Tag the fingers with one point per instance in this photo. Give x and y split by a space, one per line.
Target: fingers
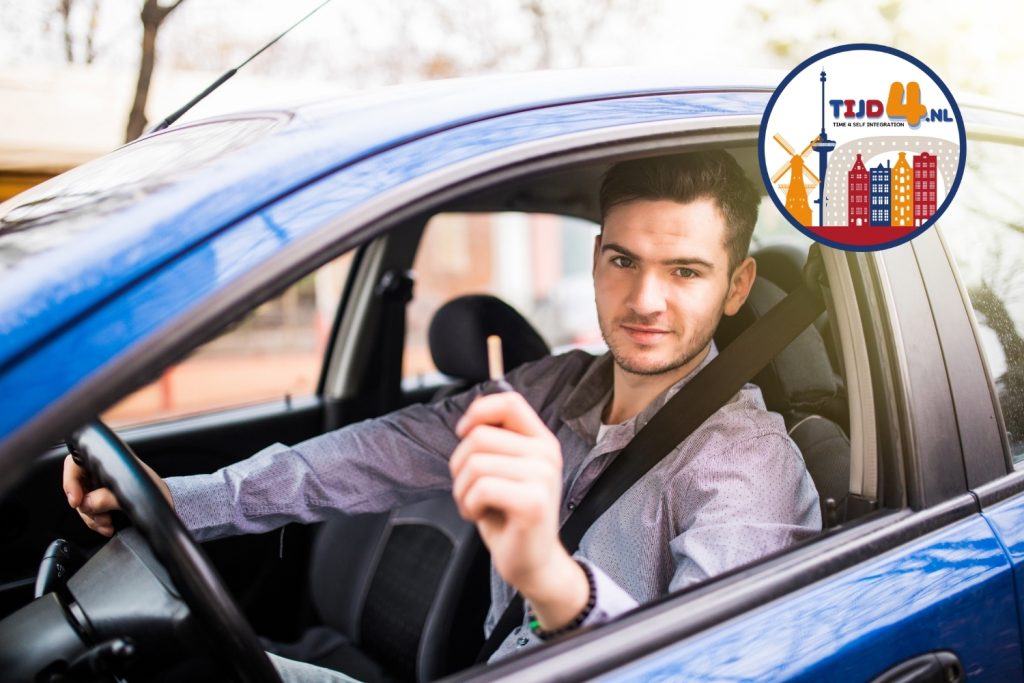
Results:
500 467
489 494
484 438
98 501
74 481
508 410
92 506
101 523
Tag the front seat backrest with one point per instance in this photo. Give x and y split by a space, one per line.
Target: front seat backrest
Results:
391 583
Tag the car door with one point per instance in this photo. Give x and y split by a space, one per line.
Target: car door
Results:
985 255
255 385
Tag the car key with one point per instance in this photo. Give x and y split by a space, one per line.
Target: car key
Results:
496 367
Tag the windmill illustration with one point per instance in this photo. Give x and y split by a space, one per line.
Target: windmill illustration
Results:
796 190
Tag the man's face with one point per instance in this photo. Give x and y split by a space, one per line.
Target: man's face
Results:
662 282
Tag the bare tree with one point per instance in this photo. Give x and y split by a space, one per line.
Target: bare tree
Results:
65 10
153 16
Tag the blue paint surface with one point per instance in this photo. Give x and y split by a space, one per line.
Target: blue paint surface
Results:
950 590
72 331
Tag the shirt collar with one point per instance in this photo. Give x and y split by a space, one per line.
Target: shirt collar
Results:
584 406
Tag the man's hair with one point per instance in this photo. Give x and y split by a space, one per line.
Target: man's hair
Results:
686 177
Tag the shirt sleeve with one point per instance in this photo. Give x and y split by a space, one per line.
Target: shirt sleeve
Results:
610 599
372 466
738 506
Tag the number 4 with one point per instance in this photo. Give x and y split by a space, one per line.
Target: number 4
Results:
911 110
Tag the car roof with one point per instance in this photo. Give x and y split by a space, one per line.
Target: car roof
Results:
74 241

*-*-*

## YOUR INSTRUCTIONS
Everything from the line with "Tag the man's face" to the end of the listing above needs to be duplicated exactly, both end lines included, with nothing more.

## EXERCISE ANSWER
Tag the man's face with one point per instance in this photo. Give x and y split by a space, one per line.
Target: man's face
Results:
662 282
Tag the bare tree with one point per instance in this photo. Give x and y split by a space, one per line.
Target: bare tree
Results:
65 10
153 16
Tag the blue paint surface with one point per instance in this photo. Give x and y split by a space, one per line.
Target: blue paint surface
Results:
950 590
72 331
Tag the shirt collar with one point per instance in this photo. Give x and y split by a space, one per line.
Target: shirt collar
Results:
584 406
Tag the man's hair with one point per instance in this photo. Give x and y split by a space, one per line.
Target: man's hair
Results:
686 177
Tag the shirt sleeve with one point per instance in this photo. Give x and y split by a space, one per line.
Target: shirt sleeve
Results:
610 599
372 466
738 506
Tag the number 4 with one point per instance in this photo. Give x and y split by a space, one per line.
Target: number 4
Results:
911 110
Tag the car roof with one point per instance in this photo. Give x and y split by a space, one per line.
Target: car roof
Results:
74 241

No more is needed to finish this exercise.